═══ Material provided ═══

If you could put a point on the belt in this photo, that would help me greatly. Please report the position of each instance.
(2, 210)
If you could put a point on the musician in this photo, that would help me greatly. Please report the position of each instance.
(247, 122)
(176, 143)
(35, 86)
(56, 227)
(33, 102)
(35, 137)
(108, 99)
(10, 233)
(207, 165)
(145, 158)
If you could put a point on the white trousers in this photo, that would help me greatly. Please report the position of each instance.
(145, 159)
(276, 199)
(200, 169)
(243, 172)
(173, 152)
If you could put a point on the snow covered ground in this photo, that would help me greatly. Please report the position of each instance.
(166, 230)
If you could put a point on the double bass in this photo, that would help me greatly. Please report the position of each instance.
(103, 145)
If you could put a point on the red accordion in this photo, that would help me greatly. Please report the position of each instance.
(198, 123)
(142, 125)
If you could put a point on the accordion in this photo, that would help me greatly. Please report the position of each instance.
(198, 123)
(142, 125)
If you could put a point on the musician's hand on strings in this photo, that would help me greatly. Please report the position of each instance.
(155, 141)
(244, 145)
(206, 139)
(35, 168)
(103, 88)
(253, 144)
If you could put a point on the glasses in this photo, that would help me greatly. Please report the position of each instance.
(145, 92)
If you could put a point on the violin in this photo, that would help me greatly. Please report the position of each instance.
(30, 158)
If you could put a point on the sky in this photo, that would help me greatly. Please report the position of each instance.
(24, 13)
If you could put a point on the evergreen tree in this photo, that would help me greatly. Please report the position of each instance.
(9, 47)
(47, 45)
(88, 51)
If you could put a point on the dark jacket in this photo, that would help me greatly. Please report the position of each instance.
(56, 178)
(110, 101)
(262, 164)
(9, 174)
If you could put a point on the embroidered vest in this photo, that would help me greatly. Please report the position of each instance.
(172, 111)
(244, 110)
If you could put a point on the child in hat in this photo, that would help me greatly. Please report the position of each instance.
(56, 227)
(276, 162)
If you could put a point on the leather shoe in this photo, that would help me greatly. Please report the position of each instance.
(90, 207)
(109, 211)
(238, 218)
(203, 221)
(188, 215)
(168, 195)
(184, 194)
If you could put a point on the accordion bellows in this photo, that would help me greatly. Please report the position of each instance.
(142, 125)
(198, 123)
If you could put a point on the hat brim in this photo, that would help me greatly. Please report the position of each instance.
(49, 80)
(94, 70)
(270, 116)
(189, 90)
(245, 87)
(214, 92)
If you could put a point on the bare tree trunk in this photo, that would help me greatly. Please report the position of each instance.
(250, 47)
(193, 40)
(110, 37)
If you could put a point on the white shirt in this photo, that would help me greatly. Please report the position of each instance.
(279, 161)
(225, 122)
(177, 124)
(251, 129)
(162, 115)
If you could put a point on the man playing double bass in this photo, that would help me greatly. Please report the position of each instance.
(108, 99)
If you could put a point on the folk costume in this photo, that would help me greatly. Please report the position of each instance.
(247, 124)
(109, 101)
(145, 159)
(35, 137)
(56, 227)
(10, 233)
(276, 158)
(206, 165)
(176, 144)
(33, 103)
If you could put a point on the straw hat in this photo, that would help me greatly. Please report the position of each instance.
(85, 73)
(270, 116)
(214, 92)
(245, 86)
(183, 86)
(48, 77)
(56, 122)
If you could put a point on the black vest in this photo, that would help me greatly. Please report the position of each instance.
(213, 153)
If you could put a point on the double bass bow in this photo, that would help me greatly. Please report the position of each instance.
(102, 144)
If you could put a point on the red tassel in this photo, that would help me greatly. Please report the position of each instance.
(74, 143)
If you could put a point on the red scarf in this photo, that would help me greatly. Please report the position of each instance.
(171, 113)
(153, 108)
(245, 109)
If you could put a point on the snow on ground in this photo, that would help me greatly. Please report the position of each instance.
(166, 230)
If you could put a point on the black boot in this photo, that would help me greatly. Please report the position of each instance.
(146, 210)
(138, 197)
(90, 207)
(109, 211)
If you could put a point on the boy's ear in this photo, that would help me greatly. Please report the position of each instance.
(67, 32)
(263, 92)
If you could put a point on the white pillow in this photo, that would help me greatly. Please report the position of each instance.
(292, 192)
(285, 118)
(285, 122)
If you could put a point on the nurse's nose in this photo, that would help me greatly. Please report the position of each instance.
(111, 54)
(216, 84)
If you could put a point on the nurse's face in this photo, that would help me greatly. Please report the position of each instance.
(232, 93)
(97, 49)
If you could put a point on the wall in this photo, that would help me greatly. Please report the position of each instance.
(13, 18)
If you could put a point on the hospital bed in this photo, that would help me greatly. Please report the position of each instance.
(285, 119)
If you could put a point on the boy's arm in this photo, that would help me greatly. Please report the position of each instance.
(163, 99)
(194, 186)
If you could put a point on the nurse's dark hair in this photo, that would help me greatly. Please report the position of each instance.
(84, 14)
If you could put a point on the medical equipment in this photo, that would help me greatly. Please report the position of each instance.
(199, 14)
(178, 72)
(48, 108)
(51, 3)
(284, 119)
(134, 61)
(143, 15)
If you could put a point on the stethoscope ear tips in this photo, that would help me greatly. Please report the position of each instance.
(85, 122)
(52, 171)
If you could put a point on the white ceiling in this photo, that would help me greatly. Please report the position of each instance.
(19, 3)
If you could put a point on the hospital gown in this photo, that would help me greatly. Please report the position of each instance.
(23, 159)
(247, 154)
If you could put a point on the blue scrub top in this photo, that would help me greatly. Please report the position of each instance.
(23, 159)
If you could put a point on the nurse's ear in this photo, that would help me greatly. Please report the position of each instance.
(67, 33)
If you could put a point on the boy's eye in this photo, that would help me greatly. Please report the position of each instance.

═══

▸ Problem to work on:
Without changing anything, repeat every record above.

▸ The answer:
If you could put a point on the belt in this photo, that would help me greatly. Please report the position of each instance.
(2, 210)
If you could put a point on the musician in this photo, that would help me greatly. Please report the position of each instance.
(247, 122)
(176, 143)
(35, 86)
(56, 227)
(33, 102)
(35, 137)
(108, 99)
(10, 233)
(207, 165)
(145, 158)
If you could put a point on the white trousers in this photo, that would help me greatly. Please report the position of each instance.
(145, 159)
(276, 199)
(200, 169)
(243, 172)
(173, 152)
If you could put a point on the snow covered ground in this photo, that would help me greatly. Please report the position of each instance.
(166, 230)
If you could put a point on the double bass in this photo, that would help me greatly. Please report the position of each instance.
(103, 145)
If you could put a point on the red accordion in this photo, that would help me greatly. Please report the position of each instance.
(198, 123)
(142, 125)
If you could put a point on the accordion in this photo, that would help me greatly. Please report the position of each instance.
(198, 123)
(142, 125)
If you could put a point on the musician's hand on strings in this photo, that would help me greatly. Please report the position of each instance.
(155, 141)
(244, 145)
(206, 139)
(35, 168)
(103, 88)
(253, 144)
If you could put a point on the glasses in this photo, that would help me greatly. Please report the position of each instance.
(145, 92)
If you could put a point on the violin in this photo, that would help me greatly. Please report the position of each instance.
(30, 158)
If you could put a point on the sky in this photo, that would help me greatly. Please report the position of each instance.
(24, 13)
If you could put a point on the evergreen tree in this photo, that would help me greatly. Please report the position of each instance.
(9, 47)
(47, 45)
(88, 51)
If you could put a point on the dark jacket in this photo, that would help me greatly. Please report the position of each instance.
(56, 178)
(110, 101)
(262, 164)
(9, 174)
If you could put a point on the embroidered vest in this photo, that would help me greatly. Please report the position of each instance.
(172, 111)
(244, 110)
If you could put a point on the child in hat in this photo, that would help me greatly. Please report the position of each instance.
(56, 227)
(276, 162)
If you could put a point on the leather shoe in this photo, that would help me greatly. Please report the position of each instance.
(90, 207)
(109, 211)
(238, 218)
(203, 221)
(188, 215)
(168, 195)
(184, 194)
If you could put a point on the accordion bellows in this photo, that would help me greatly. Please report the position of each instance.
(142, 125)
(198, 123)
If you could put a point on the hat brim in this photo, that would help me greatly. Please report the position of each instance.
(49, 80)
(94, 70)
(270, 116)
(189, 90)
(245, 87)
(214, 92)
If you could put a point on the bare tree trunk in this photo, that would help me greatly. Please report the position of each instance.
(250, 47)
(193, 40)
(110, 37)
If you could put a point on the white shirt in this photo, that would help me greatly. Please report the position of each instance.
(279, 161)
(225, 122)
(177, 124)
(251, 129)
(162, 115)
If you could put a point on the man playing double bass in this photo, that would help me greatly. Please report the position of each instance.
(108, 99)
If you could put a point on the folk costume in this photo, that would help me greatly. Please report the position of each instance.
(247, 124)
(109, 101)
(145, 159)
(35, 137)
(56, 227)
(10, 233)
(276, 158)
(206, 165)
(176, 144)
(33, 103)
If you could put a point on the straw hat in this photo, that would help me greatly. Please report the position of each instance.
(85, 73)
(270, 116)
(214, 92)
(245, 86)
(183, 86)
(48, 77)
(56, 122)
If you could put a point on the black vest in this photo, that would help me greatly. Please report the position of each instance.
(213, 153)
If you could put a point on the double bass bow in this photo, that would help me greatly. Please report the position of each instance.
(102, 144)
If you could put a point on the red tassel in this photo, that would help me greatly. Please report the position of each instance.
(74, 143)
If you could put a point on the red scarf in this photo, that would help me greatly. Please report the position of each instance.
(171, 113)
(153, 108)
(245, 109)
If you could put a point on the snow on ground in this photo, that would help me greatly. Please report the position of each instance.
(166, 230)
If you could put a point on the black boot in this photo, that would help me greatly. Please report the position of each instance.
(146, 210)
(138, 197)
(90, 207)
(109, 211)
If you could put a point on the boy's ear in this photo, that would help me greatly. Please report the position of each instance.
(67, 32)
(263, 92)
If you could put a point on the white pillow in this photo, that would help me greatly. Please report the position of each instance.
(292, 192)
(285, 118)
(285, 122)
If you could put a point on the nurse's nose in this photo, that would help me greatly. Please report the position of each instance.
(111, 54)
(216, 84)
If you could put a point on the nurse's face in this photo, that would help me greatly. Please report the position of each instance.
(232, 93)
(97, 49)
If you could put a point on the wall in this photo, that would help me greatly. Please report the position of each instance.
(13, 18)
If you could put a point on the hospital bed in this photo, that would help me greatly. Please report the position of each instance.
(285, 119)
If you could put a point on the boy's arm in this photo, that would help me greatly. Please report the position of each instance.
(163, 99)
(194, 186)
If you could put a point on the nurse's dark hair in this photo, that would help me greatly. Please report the position of each instance.
(84, 14)
If you could put a point on the medical equipment in this photo, that would help me greatly. Please report the position of each instance.
(199, 14)
(178, 72)
(48, 108)
(51, 3)
(284, 119)
(134, 61)
(143, 15)
If you could put a point on the stethoscope ear tips in this photo, that would help me greatly. Please report the position of each instance.
(85, 122)
(52, 171)
If you could put a point on the white ceiling in this photo, that would help me greatly. Please report the position of each instance.
(19, 3)
If you could put a point on the hospital gown in this photo, that would help me greatly. Please report the position of each instance.
(23, 159)
(247, 154)
If you could put a point on the blue scrub top in this photo, that would help me greatly. Please report the position of each instance.
(23, 159)
If you could put a point on the nurse's ear in this photo, that would help me greatly. Please report the position of each instance.
(67, 33)
If you could put a point on the boy's eye in this photo, that would help me greatly. Please report the position of each instance.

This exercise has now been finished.